Every entry that follows should be reproduced exactly.

──────────────────────────────

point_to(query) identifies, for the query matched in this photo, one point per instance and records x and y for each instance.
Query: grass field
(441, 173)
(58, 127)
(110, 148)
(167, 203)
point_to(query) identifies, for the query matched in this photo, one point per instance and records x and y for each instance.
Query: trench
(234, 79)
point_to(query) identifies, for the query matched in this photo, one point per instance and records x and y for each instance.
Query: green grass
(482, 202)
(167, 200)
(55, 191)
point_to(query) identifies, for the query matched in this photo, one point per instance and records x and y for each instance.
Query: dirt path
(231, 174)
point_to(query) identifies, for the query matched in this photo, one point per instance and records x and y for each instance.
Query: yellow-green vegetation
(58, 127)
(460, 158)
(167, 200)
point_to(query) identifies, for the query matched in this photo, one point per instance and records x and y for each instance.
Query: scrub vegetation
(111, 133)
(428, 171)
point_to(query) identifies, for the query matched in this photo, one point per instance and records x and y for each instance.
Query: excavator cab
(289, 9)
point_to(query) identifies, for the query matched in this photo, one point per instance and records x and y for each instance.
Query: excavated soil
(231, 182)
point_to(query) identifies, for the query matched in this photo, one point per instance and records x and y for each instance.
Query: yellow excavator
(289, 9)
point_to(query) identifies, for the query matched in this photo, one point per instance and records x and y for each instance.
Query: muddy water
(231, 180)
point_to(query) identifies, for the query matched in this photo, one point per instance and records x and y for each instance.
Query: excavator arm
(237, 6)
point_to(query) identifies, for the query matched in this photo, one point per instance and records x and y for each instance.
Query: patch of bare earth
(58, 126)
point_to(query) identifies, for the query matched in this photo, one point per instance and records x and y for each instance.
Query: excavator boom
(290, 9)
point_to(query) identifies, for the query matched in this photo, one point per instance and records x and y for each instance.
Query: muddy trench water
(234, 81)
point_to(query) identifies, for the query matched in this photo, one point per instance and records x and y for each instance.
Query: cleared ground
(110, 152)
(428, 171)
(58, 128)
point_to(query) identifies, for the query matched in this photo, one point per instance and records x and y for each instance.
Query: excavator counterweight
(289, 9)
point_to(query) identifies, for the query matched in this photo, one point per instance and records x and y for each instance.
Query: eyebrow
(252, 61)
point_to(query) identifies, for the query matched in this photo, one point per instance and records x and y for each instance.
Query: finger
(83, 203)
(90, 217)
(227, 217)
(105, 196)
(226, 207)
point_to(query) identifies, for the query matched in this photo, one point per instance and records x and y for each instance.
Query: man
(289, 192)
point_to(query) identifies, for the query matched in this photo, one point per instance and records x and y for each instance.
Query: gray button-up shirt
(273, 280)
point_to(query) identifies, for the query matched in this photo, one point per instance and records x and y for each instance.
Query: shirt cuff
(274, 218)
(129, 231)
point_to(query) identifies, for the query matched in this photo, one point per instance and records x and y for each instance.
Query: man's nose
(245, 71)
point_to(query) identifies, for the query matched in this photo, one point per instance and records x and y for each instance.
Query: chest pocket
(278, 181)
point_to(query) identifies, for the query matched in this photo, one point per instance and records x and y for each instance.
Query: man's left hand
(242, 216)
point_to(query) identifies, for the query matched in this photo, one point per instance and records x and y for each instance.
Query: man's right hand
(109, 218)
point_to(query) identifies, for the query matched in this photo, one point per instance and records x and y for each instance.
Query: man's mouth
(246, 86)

──────────────────────────────

Answer to the problem -
point_to(query) identifies, for the query matched in this photo, one point per instance and records x and y for each instance.
Query: grass field
(441, 173)
(58, 127)
(110, 148)
(167, 203)
point_to(query) identifies, for the query matched in this photo, one point per instance and records x and y for each instance.
Query: trench
(234, 79)
point_to(query) identifies, for the query matched in this photo, one point per instance and records x and y for each instance.
Query: green grass
(482, 202)
(167, 200)
(55, 191)
point_to(query) identifies, for the query matched in this photo, one point per instance and records x and y for each instance.
Query: dirt path
(231, 174)
point_to(query) identifies, for the query matched in this photo, one point per instance and records x and y for each instance.
Query: yellow-green vegetation
(58, 127)
(460, 158)
(167, 200)
point_to(query) identifies, for the query matched in this photo, one point per instance and records x and y for each instance.
Query: scrub vegetation
(111, 133)
(428, 171)
point_to(query) identifies, for the query matched in this photo, one point per instance and records x and y for each instance.
Query: excavator cab
(289, 9)
point_to(query) identifies, for the query matched in this photo, one point per instance and records x and y for each instance.
Query: excavated soil
(231, 182)
point_to(query) identifies, for the query matched in this photo, one point per instance and records x and y for each instance.
Query: yellow excavator
(289, 9)
point_to(query) identifies, for the query matched in this photo, one point per instance and records x and y for each instance.
Query: muddy water
(231, 180)
point_to(query) identifies, for the query matched in this photo, one point per instance and records x and y for each instance.
Query: excavator arm
(237, 6)
point_to(query) identifies, for the query matched in this photo, one point per instance and records x and y for each instance.
Query: patch of bare earth
(58, 126)
point_to(query) identifies, for the query matched in this photo, one point per instance and records x and y for each instance.
Query: excavator boom
(290, 9)
point_to(query) identifies, for the query matched in this photo, one point per instance and records x and y for each instance.
Query: muddy trench water
(234, 81)
point_to(query) identifies, for the query matched in this photo, one point per instance and records x and y for each instance.
Query: cleared ground
(110, 152)
(428, 171)
(58, 128)
point_to(query) identifies, for the query matched in this photo, one point per instance and records x and y for each instance.
Query: excavator counterweight
(289, 9)
point_to(query) identifies, for the query matched in this photo, one point per instance and records x and y for each instance.
Query: eyebrow
(252, 61)
point_to(query) identifies, for the query matched in this photo, one point per instance and records x and y for each instance.
Query: finger
(83, 203)
(90, 217)
(227, 217)
(105, 196)
(226, 207)
point_to(query) identifies, for the query matched in this photo, one point per instance and records x and y for each instance.
Query: man
(289, 192)
point_to(query) identifies, for the query matched in this photo, one point per instance and records x and y for each instance.
Query: gray button-up shirt
(273, 280)
point_to(query) identifies, for the query matched in this photo, one point per instance and records x and y for each instance.
Query: shirt cuff
(274, 218)
(129, 231)
point_to(query) identifies, for the query matched in this photo, one point per instance and records x and y for each instance.
Query: man's nose
(245, 71)
point_to(query) identifies, for the query matched in this photo, one point per instance and records x and y for each instance.
Query: chest pocket
(278, 181)
point_to(query) identifies, for the query matched in this photo, one point per instance and records x and y for each instance.
Query: man's left hand
(242, 216)
point_to(query) identifies, for the query matched in this photo, one point per instance and records x and y for each instance.
Query: man's right hand
(109, 218)
point_to(query) identifies, for the query matched in this photo, one point per instance and records x and y for each instance.
Query: man's mouth
(246, 86)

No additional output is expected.